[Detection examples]
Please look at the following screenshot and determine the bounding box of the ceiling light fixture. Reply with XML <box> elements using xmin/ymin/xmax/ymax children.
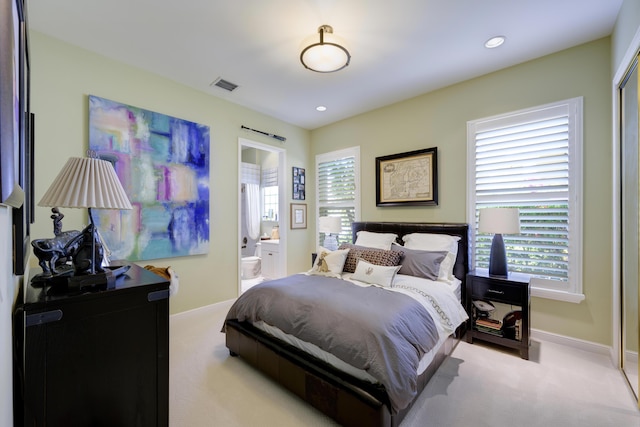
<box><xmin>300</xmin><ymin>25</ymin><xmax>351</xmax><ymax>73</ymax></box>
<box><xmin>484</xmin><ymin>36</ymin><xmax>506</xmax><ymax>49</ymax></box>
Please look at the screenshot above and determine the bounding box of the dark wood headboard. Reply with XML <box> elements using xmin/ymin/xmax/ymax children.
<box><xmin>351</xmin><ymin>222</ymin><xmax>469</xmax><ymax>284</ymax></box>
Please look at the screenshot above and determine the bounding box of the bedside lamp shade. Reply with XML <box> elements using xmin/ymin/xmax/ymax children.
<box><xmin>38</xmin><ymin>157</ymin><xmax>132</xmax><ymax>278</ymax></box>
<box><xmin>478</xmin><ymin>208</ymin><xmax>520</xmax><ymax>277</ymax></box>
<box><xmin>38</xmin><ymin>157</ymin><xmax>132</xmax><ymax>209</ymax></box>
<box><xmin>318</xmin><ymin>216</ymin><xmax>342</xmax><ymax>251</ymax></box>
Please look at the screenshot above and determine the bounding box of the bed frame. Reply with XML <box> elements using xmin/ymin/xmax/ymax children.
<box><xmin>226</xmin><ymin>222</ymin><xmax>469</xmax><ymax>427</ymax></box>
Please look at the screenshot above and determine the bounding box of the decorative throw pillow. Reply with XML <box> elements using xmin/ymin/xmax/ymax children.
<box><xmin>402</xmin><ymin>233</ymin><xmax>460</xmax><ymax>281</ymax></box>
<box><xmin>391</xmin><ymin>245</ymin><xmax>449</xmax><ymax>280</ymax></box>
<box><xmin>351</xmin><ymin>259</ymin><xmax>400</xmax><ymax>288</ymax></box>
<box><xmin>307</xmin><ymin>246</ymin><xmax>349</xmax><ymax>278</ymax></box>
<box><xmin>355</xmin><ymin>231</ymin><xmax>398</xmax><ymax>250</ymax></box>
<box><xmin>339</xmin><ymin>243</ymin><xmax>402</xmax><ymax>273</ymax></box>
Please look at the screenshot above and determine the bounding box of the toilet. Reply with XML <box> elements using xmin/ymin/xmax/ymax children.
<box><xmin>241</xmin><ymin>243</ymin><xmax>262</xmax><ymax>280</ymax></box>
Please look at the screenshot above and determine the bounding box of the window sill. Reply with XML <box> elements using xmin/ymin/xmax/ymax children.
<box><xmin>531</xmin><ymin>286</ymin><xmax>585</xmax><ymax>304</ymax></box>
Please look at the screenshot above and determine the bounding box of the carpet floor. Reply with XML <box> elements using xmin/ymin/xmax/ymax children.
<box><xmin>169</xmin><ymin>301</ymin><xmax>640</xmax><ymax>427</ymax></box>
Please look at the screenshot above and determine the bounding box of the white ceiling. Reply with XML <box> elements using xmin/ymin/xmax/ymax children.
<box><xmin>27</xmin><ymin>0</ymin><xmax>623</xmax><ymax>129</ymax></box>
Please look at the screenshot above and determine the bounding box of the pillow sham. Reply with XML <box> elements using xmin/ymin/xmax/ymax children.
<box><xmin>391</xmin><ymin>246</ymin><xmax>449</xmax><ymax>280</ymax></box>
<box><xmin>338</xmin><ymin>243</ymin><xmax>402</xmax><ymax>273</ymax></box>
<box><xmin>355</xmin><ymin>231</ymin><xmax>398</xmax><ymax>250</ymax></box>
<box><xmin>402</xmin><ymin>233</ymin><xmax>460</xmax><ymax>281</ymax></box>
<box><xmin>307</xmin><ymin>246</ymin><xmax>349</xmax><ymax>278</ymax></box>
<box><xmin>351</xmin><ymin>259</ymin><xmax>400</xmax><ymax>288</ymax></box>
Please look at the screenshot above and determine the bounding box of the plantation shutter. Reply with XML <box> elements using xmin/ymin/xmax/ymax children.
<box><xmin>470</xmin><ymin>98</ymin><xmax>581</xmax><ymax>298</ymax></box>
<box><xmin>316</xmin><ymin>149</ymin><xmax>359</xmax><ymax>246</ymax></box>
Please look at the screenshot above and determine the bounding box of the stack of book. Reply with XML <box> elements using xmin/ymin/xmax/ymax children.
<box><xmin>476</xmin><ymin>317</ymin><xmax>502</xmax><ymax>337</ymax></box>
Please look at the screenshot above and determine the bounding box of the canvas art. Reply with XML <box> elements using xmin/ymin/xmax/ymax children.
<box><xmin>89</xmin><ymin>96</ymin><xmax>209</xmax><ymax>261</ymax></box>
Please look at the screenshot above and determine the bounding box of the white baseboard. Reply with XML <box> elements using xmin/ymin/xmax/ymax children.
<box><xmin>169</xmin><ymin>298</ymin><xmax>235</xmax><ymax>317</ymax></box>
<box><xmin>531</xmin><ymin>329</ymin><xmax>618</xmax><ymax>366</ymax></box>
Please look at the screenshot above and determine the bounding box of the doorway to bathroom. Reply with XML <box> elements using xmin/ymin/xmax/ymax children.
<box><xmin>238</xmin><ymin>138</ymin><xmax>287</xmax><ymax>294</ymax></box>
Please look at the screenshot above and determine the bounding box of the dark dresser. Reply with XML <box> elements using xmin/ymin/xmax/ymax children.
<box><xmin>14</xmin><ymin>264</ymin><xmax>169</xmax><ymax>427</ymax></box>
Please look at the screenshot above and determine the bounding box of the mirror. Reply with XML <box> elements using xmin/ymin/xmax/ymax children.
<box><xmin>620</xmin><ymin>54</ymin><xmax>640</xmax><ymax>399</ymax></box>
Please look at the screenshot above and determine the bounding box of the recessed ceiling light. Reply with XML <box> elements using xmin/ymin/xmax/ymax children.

#### Do this:
Count the lines in the rows above that contain the word "pillow". Give only the number.

#### Reply to the exercise:
2